#### Work to complete:
Reproduce the listing from the line with "Query: brick wall outside window" through the end, substituting "casement" for each "window" and leaving everything else unchanged.

Stored records:
(begin)

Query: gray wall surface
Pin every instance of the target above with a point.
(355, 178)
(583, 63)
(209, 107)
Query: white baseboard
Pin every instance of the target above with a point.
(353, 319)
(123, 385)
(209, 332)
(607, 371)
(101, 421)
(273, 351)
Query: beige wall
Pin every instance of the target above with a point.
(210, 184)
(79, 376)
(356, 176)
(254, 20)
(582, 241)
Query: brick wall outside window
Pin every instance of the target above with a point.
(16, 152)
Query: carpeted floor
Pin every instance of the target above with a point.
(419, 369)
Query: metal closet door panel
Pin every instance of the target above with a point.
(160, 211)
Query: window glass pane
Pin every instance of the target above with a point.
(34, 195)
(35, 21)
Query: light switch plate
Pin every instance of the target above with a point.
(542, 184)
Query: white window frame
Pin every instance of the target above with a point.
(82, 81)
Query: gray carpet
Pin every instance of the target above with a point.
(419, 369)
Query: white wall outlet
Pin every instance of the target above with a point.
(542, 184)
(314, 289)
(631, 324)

(end)

#### Response to this task:
Query: brick wall outside casement
Pin every instance of the target above with a point.
(16, 152)
Query: carpeted floor
Pin every instance of the target above with a point.
(419, 369)
Query: metal closet door panel
Pin every instance of the target above with a point.
(160, 211)
Query: casement glass pane
Pin every instance of the target above with a point.
(34, 195)
(35, 21)
Query: light switch plate
Pin every instance of the target above with a point.
(542, 184)
Query: white casement frame
Pin every instance of the target above with a point.
(82, 81)
Query: gray carpet
Pin every instance of the target above with a point.
(419, 369)
Query: white wall outlet
Pin every instance of the target above with a point.
(542, 184)
(314, 289)
(631, 324)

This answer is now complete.